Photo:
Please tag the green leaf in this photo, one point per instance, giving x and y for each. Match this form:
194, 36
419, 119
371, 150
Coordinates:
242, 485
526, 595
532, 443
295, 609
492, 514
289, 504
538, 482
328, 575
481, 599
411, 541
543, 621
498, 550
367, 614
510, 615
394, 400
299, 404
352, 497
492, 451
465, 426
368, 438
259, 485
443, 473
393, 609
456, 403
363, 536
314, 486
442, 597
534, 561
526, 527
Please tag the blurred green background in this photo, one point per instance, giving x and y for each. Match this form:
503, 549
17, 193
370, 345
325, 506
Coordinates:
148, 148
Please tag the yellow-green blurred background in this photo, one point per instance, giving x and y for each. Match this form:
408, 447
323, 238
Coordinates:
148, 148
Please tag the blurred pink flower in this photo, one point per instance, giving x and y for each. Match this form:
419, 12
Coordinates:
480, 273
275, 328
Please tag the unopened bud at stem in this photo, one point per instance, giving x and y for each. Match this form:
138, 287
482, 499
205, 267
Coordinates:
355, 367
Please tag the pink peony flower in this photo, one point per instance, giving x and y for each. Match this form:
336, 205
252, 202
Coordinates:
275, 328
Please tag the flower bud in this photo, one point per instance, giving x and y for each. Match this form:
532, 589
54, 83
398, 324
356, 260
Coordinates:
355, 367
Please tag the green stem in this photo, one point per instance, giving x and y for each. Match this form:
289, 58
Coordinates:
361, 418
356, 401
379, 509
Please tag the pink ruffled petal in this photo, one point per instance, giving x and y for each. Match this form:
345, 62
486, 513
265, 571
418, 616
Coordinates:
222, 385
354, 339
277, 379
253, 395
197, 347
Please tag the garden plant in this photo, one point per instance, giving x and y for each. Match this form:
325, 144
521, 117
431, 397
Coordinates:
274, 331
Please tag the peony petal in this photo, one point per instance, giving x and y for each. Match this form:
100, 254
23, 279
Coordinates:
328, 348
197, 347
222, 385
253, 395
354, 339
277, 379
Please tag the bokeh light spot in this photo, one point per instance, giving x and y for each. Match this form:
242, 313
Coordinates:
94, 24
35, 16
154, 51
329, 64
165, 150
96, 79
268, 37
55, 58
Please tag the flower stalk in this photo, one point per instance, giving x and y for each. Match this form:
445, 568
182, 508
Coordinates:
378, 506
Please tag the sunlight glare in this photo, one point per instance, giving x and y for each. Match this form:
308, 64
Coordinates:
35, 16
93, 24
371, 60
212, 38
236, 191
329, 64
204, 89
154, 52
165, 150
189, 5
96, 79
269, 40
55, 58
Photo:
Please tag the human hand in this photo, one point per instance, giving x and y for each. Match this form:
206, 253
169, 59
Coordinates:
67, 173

Task: Set out the complete listing exactly as shown.

Exercise output:
Photo:
Please tag the green leaf in this photo, one point per instance, giving x and y for each. Match this form:
194, 36
419, 119
371, 150
Coordinates:
242, 485
526, 595
532, 443
295, 609
492, 514
289, 504
538, 482
328, 575
481, 599
411, 541
543, 621
498, 550
367, 614
510, 615
394, 400
299, 404
352, 497
492, 451
465, 426
368, 438
259, 485
443, 473
393, 609
456, 403
363, 536
314, 486
442, 597
534, 561
526, 527
Please tag the blurred green background in this photo, one point per instance, giving x and y for each. Match this form:
503, 549
17, 193
370, 345
325, 506
Coordinates:
148, 148
Please tag the yellow-green blurred background in this photo, one point per instance, giving x and y for each. Match this form:
408, 447
323, 238
Coordinates:
148, 148
Please tag the blurred pink flower in this photo, one point per instance, giving x and y for each. Match this form:
419, 12
Coordinates:
480, 273
275, 328
Please tag the unopened bud at stem in this photo, one point per instance, giving x and y for each. Match this form:
138, 287
482, 499
205, 267
Coordinates:
355, 367
Please tag the pink peony flower in this photo, one point per instance, giving x and y for each. Match this form:
336, 205
252, 202
Coordinates:
275, 328
Please tag the flower bud in this photo, one point per instance, giving x and y for each. Match this form:
532, 589
54, 83
398, 324
356, 260
Coordinates:
355, 367
Please tag the green stem in this photo, one point per instance, giving x and y for each. Match this form:
289, 58
Coordinates:
361, 418
356, 401
379, 509
Please tag the pink ruffled petal in this photo, one point per instance, giving x and y for each. Match this form:
345, 62
486, 513
265, 571
418, 616
Coordinates:
222, 385
354, 339
277, 379
253, 395
197, 347
Please tag the garden plant in this photo, one point per instance, giving x and y for each. Match this form:
325, 144
521, 117
431, 397
Coordinates:
274, 331
Please tag the peony petal in this photo, one point per instance, giving x and y for each. Match this form:
100, 254
23, 279
Coordinates:
328, 348
197, 347
222, 385
253, 395
354, 339
277, 379
Please tag the bokeh light spot in this photo, one point per instance, giving x and y for each. Match this form:
242, 313
Coordinates:
94, 24
35, 16
154, 51
329, 64
165, 150
96, 79
268, 37
55, 58
Please tag the flower stalk in this photo, one point per instance, giving x and y for each. Match this form:
445, 568
182, 508
Coordinates:
378, 506
Please tag the sunlight glare in this photo, one point per instance, giving x and y for each. Match this form:
308, 64
Coordinates:
35, 16
93, 24
371, 60
212, 38
236, 191
329, 64
204, 89
154, 52
165, 150
189, 5
96, 79
269, 40
55, 58
Photo:
Please tag the human hand in this photo, one point per instance, giving x and y for each. Match this form:
206, 253
169, 59
Coordinates:
67, 173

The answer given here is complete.